=== RECORDS FOR THIS TASK ===

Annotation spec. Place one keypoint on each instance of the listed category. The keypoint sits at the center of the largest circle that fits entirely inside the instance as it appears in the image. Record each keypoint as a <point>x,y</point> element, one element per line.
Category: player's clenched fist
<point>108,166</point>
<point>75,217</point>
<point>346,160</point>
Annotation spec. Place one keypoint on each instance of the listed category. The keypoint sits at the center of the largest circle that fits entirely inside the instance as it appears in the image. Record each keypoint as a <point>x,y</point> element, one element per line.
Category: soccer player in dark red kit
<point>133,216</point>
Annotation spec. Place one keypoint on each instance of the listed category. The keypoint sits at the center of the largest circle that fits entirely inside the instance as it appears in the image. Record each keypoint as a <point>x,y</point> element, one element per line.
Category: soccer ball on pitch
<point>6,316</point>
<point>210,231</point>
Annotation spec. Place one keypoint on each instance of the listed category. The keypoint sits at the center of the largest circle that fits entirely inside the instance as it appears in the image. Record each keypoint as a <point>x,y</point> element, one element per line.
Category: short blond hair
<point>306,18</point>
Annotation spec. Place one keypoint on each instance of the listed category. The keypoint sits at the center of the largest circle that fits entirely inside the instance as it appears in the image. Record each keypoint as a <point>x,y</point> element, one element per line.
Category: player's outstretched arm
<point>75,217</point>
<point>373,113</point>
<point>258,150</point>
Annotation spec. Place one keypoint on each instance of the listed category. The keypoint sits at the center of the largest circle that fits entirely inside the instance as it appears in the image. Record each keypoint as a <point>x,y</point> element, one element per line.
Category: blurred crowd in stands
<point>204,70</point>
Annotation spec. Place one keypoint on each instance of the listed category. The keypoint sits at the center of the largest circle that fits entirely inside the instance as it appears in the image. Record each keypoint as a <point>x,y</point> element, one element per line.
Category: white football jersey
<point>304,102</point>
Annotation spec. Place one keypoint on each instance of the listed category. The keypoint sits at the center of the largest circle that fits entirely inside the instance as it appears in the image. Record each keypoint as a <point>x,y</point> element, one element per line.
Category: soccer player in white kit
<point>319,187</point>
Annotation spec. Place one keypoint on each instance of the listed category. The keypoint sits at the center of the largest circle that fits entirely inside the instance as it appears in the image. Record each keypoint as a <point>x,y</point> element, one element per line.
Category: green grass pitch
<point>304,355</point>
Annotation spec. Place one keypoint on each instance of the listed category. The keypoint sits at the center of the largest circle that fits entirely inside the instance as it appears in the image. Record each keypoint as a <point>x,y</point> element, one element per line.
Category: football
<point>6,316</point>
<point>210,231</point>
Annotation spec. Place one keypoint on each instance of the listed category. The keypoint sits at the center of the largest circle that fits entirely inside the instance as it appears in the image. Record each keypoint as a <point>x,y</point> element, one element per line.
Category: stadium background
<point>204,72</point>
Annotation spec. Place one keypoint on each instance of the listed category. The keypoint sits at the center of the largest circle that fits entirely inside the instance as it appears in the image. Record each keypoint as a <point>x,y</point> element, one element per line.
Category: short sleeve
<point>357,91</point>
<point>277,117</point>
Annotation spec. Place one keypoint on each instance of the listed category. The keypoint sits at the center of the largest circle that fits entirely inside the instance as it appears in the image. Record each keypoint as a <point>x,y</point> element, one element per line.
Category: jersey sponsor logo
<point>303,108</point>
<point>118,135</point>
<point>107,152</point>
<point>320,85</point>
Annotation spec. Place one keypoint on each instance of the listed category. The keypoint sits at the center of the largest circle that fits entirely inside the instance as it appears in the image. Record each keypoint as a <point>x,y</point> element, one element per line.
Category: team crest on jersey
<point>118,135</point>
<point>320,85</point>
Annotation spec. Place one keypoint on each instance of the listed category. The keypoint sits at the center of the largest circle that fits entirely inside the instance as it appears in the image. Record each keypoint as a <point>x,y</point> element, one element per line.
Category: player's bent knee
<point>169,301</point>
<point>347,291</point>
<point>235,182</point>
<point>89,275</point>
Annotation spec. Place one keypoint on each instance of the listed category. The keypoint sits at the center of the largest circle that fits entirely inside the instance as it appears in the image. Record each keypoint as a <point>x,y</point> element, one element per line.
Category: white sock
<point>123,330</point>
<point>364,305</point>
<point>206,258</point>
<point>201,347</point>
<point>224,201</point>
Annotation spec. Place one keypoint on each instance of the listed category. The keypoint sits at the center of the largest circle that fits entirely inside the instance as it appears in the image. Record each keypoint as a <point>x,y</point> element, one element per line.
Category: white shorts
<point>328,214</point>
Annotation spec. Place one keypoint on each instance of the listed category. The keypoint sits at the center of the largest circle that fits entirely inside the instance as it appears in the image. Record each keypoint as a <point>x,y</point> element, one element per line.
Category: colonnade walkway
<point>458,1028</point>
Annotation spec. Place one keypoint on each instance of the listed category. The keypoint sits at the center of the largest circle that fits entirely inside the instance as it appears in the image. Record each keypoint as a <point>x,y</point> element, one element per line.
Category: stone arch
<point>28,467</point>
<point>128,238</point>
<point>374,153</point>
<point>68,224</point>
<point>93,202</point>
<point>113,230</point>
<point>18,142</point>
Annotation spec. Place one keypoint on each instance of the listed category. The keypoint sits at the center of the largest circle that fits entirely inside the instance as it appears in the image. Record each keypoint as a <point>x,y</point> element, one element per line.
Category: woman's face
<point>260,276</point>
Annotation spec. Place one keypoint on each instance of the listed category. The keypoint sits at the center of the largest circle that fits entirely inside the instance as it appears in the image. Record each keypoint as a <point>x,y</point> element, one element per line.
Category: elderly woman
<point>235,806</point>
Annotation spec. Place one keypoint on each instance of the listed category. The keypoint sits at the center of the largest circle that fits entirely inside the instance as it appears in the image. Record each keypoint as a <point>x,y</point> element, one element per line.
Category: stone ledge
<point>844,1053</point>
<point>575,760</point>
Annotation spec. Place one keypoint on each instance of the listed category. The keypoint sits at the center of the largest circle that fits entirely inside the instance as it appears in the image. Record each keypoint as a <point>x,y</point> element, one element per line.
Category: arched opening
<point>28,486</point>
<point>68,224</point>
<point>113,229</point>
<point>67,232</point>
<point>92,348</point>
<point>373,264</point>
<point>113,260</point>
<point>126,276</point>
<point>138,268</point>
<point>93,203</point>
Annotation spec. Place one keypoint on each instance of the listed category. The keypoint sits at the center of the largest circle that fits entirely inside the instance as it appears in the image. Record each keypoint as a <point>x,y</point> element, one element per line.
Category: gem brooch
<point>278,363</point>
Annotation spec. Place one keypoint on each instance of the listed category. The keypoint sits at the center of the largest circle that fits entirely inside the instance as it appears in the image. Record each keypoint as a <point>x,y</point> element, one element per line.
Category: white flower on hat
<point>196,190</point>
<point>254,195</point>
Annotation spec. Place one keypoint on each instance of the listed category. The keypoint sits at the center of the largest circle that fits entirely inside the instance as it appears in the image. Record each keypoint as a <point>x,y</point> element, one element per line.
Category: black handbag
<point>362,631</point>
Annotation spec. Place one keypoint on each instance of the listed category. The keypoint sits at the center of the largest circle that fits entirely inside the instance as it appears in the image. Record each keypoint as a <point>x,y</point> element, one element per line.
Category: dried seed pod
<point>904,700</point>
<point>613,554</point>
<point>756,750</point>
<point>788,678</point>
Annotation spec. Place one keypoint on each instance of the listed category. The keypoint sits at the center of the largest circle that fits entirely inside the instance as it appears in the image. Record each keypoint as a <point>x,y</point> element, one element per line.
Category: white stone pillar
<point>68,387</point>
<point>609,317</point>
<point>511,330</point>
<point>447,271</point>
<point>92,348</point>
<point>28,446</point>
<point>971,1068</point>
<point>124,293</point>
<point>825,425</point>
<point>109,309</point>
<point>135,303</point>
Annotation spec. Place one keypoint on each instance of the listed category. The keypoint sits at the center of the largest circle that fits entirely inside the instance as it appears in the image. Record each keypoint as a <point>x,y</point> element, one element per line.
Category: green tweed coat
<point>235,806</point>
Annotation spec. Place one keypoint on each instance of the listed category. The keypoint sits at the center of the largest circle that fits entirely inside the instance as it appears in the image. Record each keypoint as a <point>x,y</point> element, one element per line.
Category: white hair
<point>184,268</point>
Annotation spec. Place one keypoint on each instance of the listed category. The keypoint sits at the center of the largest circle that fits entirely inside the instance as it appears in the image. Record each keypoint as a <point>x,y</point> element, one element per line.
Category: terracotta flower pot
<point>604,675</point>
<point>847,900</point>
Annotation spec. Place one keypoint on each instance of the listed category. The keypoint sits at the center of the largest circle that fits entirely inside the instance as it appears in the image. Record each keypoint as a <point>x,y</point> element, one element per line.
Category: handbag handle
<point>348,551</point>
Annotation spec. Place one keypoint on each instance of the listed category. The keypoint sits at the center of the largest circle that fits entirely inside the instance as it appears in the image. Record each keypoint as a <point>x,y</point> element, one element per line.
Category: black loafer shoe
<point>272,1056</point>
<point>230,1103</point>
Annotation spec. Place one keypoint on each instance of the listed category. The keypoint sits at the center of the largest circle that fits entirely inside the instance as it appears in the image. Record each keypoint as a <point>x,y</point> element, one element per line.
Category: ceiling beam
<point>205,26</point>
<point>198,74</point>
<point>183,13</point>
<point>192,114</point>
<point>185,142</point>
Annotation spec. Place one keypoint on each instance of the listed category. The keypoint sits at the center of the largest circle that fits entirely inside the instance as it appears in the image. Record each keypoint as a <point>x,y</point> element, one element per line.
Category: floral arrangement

===

■ **SHORT PROBLEM**
Starting at the first line and ending with the line that contains "<point>133,216</point>", write those lines out again with "clenched" switched to "balled" and nothing else changed.

■ **FULL OUTPUT**
Annotation spec. Place one keypoint on each instance of the listed category. The keypoint sits at the center of the largest circle that fits entirely inside the instance as it appears in the image. Record each keypoint as a <point>x,y</point> element, one element per line.
Category: player's balled fist
<point>108,166</point>
<point>75,217</point>
<point>346,160</point>
Annotation spec. Place one keypoint on each instance of the listed category. The keypoint sits at the center of the largest circle that fits entirely inside the instance as it appears in the image. Record each keypoint as a <point>x,y</point> element, one element per line.
Category: soccer player in dark red kit
<point>133,216</point>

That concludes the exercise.